[Tasks to complete]
1: Please reproduce the Allan Hahn biography from "In 1998, he" up to and including "at Griffith University.".
2: Answer these questions from the Allan Hahn biography:
(a) In what year did Hahn replace Dick Telford as Head of AIS Physiology?
(b) Which university appointed him adjunct professor in 1998?
(c) What name was given to the boat in which Megan Still and Kate Slatter rowed?
3: Write the next part of the Allan Hahn biography, picking up after its final sentence.

[Passage]
= Allan Hahn =

Australian sports scientist

Allan Geoffrey Hahn OAM (born 1951) is an Australian sports scientist. Between 1984 and 2011, he made a significant contribution to the Australian Institute of Sport (AIS) in the areas of sports physiology and technology. In September 2011, he was appointed Emeritus Professor at the AIS.

==Personal==
Hahn was born in Melbourne in 1951. He grew up in Melbourne and played a variety of sports including Australian rules football, boxing, cycling and cross country running.

==Academic career==
In 1973, Hahn obtained a Diploma of Physical Education from the University of Melbourne and in the following year he completed a Higher Diploma of Teaching (Secondary) at the Melbourne College of Education. In 1976, he moved to Perth where in 1977, he completed a Bachelor of Physical Education with First Class Honours at the University of Western Australia. His Honours thesis titled The relative merits of two different exercise programs in the treatment of hypertension. In 1979, he took up a full-time position as a tutor at the University of Western Australia while also studying toward a PhD. In 1981, while still engaged in PhD studies, he took up a lecturing position at the University of Canberra. In 1984, he was appointed senior physiologist at the AIS Physiology Department. In 1986, he was awarded a PhD from the University of Western Australia for a thesis titled Investigation of some possible mechanisms in Investigation of some possible mechanisms in exercise-induced asthma.

In 1998, he was appointed as adjunct professor at the University of the Sunshine Coast. In 2011, he was appointed to part-time positions as Research Leader for Coaching at the Queensland Academy of Sport, Professorial Fellow at the University of Canberra and Professor of Sport Partnerships, Institute of Sport, Exercise and Living, Victoria University. In 2012, he became an honorary adjunct professor at Griffith University.

==Australian Institute of Sport==
In 1984, Hahn joined the AIS Physiology Department which was being managed by Dr Dick Telford. In 1987, he commenced a major research project to assist Australian rowing with talent identification. This research program has been acknowledged as the start of systematic talent identification in Australia. The research program resulted in Megan Still, identified through the program, combining with Kate Slatter to win the Women's Coxless Pair at the 1996 Atlanta Olympics. The boat they rowed in was called Allan Hahn in recognition of his work. In early 1990s, the AIS started research into the use of altitude training and Hahn has authored or co-authored over 70 papers in this area of research. In 1994, he replaced Dick Telford as the Head of AIS Physiology. In the lead up to the 1996 Atlanta Olympics, he and other AIS physiology staff undertook extensive research into maximising sports performance in hot humid environments. This research resulted in Australian athletes using cooling vests at the Games.

[Information supplied]
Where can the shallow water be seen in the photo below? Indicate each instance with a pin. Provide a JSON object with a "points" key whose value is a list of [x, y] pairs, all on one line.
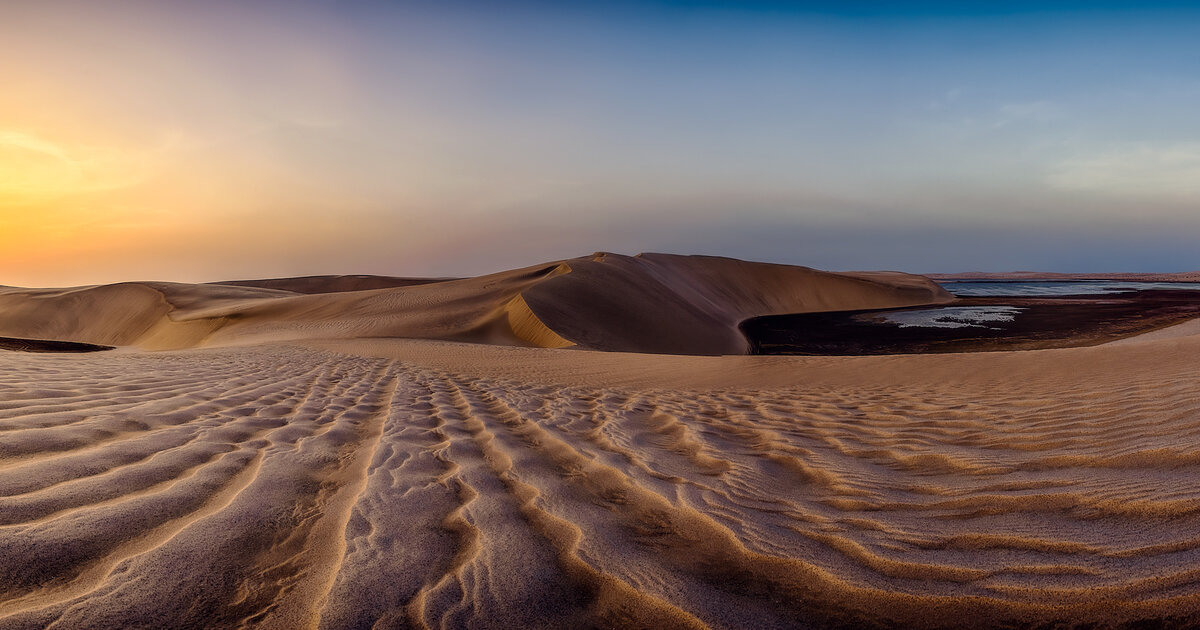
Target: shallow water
{"points": [[1057, 287], [946, 317]]}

[Answers by task]
1:
In 1998, he was appointed as adjunct professor at the University of the Sunshine Coast. In 2011, he was appointed to part-time positions as Research Leader for Coaching at the Queensland Academy of Sport, Professorial Fellow at the University of Canberra and Professor of Sport Partnerships, Institute of Sport, Exercise and Living, Victoria University. In 2012, he became an honorary adjunct professor at Griffith University.

2:
(a) 1994
(b) The University of the Sunshine Coast
(c) Allan Hahn

3:
In 1998, AIS Physiology under his direction, commenced a major research project with the Australian Sports Drug Testing Laboratory to trial a screening test for the banned drug erythropoietin (EPO). In August 2000, the International Olympic Committee recommended that the blood test developed as a result of the research be used at the 2000 Sydney Olympics. The test was combined with a French urine test. In 2000, Hahn recognised the increasing importance that technology was playing in sport science and he played a major role in the AIS being accepted as a major partner in the CRC for Micro technology. This research program resulted in miniaturising athlete monitoring devices. In 2001, he was responsible for establishing a sports based PhD program at the AIS that aimed at increasing the number of applied Australian sports scientists. In 2005, he was appointed the inaugural head of the AIS Applied Research Centre and Professor Chris Gore replaced him as Head of AIS Physiology. In 2006, he played a major role in the AIS developing a research partnership with CSIRO where both organisations shared expertise and technologies. An outcome of this research partnership was Hahn's involvement in developing technology to improve the accuracy of boxing scoring. The technology included a vests, head guards and gloves with built-in sensors to record and send data, via wireless transmission, when an impact occurs. In September 2011, whilst holding the position of Chief Scientist, Hahn resigned and took up an appointment as an emeritus professor.

Hahn subsequently has taken up part-time positions at the Queensland Academy of Sport, University of Canberra and Victoria University. He provides sports science advice to the Collingwood Football Club when it won the 2010 Australian Football League Premiership, his support was publicly acknowledged by David Buttifant, the club's sport science director.

Hahn "has been described as the Grandfather of Australian Sports Science and a true visionary. A learned, friendly and humble man, he will be greatly missed. In his departure however, he leaves a legacy of innovation and a challenge for those who follow to keep the AIS at the forefront of technological advances in sport."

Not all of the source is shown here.